▸ **WORK INSTRUCTIONS**: Copy the lines below verbatim, beginning with the line that contains "In this exercise you will indicate the italian" and ending with the line that contains "point(124, 135)", both included.

▸ **MATERIAL SHOWN**:
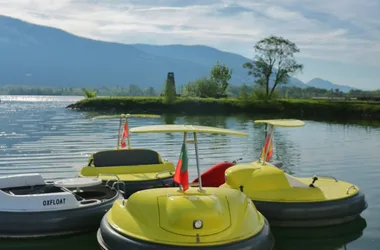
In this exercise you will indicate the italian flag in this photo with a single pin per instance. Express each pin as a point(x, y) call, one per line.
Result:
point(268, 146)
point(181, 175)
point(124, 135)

---

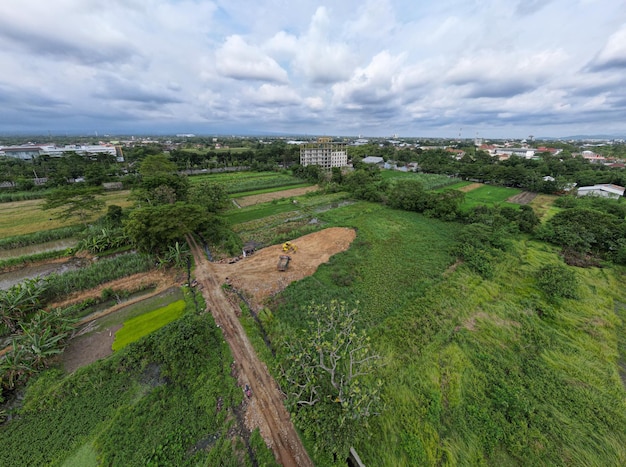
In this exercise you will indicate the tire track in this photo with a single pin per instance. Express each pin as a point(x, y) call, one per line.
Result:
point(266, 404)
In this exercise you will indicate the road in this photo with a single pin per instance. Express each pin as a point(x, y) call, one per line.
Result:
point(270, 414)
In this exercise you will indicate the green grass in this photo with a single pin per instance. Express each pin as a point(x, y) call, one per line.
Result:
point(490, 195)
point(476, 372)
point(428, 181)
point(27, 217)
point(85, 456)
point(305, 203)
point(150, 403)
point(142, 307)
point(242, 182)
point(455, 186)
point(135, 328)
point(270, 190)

▸ **ANSWER TO THE EXERCISE**:
In this exercise you will indicate the italian flag in this photo with a single pin per instance. Express each pin as a point(x, y) call, one per line.
Result:
point(268, 146)
point(181, 175)
point(124, 135)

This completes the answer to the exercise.